(Written problem):
Retype the rows word for word, starting with the line containing "Could you point at the wooden" and continuing through the last row, with both of those lines included.
Begin Given information
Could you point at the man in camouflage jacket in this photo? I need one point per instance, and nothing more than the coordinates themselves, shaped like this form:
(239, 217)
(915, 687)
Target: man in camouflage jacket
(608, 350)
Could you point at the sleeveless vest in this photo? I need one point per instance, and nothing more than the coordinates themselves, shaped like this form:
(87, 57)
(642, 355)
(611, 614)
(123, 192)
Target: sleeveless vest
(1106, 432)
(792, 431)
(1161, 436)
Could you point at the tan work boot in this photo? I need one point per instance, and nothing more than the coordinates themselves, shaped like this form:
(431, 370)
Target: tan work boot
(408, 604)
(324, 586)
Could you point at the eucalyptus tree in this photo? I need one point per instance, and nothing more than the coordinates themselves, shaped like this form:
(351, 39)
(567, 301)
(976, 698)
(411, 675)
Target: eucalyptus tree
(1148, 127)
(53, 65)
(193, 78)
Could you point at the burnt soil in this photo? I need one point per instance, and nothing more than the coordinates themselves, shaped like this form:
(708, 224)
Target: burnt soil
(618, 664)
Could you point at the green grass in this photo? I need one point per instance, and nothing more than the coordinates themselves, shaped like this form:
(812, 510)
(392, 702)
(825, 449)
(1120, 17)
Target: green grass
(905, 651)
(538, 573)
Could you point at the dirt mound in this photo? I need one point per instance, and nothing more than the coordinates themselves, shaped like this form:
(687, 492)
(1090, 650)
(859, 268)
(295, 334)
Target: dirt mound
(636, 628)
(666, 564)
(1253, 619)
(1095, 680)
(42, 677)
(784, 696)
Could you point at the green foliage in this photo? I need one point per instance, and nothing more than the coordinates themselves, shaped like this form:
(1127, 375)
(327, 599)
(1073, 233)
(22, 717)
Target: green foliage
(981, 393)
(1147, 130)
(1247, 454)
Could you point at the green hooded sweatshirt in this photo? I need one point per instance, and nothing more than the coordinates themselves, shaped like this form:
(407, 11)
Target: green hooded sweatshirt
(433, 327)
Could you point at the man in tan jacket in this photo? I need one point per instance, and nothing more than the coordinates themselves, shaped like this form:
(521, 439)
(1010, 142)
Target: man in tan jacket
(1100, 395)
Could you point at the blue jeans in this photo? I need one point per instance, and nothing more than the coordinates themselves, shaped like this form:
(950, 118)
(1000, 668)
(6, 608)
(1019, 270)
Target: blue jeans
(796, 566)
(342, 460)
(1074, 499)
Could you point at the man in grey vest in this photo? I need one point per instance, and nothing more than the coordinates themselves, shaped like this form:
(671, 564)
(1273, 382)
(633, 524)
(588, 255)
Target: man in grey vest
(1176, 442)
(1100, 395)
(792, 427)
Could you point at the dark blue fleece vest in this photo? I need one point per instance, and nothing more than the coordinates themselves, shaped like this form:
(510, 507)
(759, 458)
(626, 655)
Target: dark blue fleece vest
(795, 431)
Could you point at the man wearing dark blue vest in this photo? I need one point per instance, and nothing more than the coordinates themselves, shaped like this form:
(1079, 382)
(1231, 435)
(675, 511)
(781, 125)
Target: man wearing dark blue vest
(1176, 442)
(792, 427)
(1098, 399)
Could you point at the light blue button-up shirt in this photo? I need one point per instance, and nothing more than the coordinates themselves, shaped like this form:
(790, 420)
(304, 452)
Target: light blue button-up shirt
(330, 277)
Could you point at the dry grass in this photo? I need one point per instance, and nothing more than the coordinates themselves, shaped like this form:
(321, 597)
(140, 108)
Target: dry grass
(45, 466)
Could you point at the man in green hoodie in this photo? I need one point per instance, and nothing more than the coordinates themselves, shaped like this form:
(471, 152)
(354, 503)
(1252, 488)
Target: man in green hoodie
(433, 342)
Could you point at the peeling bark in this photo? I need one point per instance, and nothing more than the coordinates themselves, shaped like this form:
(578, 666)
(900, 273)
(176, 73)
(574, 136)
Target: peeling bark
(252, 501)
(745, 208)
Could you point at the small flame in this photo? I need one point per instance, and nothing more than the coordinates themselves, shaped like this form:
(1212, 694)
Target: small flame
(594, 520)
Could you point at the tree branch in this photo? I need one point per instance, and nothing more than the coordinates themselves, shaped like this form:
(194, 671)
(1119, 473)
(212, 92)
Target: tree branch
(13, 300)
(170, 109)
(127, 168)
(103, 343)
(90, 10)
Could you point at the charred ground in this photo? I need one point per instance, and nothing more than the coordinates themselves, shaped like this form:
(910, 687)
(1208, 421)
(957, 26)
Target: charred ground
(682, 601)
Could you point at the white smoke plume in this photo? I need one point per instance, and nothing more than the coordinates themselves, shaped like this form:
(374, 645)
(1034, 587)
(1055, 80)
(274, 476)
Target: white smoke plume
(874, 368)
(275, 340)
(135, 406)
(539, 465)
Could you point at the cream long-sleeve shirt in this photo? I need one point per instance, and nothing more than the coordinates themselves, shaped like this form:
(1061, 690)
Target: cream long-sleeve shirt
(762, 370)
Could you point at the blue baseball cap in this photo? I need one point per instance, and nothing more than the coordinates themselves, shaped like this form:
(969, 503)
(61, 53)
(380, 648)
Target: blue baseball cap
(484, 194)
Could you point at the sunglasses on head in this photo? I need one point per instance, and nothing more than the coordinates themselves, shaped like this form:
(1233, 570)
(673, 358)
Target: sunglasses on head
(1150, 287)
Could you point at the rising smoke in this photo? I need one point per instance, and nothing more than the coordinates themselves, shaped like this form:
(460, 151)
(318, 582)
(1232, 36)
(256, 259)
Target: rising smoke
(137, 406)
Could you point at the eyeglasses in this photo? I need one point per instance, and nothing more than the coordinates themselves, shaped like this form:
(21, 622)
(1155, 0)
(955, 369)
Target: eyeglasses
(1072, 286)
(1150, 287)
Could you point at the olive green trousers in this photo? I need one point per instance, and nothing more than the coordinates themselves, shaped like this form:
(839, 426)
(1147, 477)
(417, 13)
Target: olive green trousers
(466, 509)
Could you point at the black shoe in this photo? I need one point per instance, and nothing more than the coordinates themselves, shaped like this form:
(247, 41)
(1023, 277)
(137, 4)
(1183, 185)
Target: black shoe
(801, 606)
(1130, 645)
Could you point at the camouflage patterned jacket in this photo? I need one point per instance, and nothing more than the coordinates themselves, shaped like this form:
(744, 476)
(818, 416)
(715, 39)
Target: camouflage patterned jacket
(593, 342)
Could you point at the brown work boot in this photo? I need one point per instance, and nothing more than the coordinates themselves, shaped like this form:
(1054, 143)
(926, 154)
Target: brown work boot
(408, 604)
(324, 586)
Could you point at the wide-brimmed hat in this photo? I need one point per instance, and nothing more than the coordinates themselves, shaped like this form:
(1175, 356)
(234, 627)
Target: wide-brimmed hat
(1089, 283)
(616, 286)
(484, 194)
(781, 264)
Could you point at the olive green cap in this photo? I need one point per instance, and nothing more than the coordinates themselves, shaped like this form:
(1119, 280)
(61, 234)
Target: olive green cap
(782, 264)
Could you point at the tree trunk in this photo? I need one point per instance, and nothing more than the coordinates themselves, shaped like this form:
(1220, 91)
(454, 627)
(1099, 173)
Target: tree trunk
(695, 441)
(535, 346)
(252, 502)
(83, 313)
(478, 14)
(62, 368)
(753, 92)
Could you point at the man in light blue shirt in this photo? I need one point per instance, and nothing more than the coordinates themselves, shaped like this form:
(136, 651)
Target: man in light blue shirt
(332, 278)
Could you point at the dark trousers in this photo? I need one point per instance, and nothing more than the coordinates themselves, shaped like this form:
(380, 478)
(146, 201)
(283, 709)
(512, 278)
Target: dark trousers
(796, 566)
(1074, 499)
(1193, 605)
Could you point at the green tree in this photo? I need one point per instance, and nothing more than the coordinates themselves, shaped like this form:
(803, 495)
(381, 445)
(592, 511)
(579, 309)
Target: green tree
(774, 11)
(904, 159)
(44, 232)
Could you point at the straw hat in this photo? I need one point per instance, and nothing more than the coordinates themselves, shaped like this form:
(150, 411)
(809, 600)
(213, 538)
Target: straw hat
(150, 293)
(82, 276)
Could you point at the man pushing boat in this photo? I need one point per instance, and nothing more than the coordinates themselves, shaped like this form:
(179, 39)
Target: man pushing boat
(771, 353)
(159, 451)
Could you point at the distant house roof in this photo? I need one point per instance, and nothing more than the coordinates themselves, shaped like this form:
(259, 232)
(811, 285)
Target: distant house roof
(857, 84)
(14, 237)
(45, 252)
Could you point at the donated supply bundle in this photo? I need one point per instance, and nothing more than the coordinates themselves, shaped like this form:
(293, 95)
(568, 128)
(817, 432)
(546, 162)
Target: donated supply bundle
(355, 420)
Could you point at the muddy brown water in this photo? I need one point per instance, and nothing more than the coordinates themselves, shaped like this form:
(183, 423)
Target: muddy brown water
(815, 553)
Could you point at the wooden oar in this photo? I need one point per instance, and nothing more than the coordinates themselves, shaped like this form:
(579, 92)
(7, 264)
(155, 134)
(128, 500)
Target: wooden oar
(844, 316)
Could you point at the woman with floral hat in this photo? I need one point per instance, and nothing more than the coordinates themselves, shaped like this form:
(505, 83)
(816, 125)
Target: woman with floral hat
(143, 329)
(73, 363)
End Given information
(Result of the exercise):
Could you point at the wooden oar in this photo? I need one point per instance, and nothing more than the coordinates themselves, shaped like this form:
(579, 92)
(7, 264)
(155, 134)
(128, 500)
Target: wooden oar
(844, 316)
Could you point at the woman with floral hat in this photo? I need one point per instance, and nothing more than the coordinates themselves, shaped like this form:
(505, 83)
(816, 125)
Target: woman with floral hat
(143, 329)
(73, 363)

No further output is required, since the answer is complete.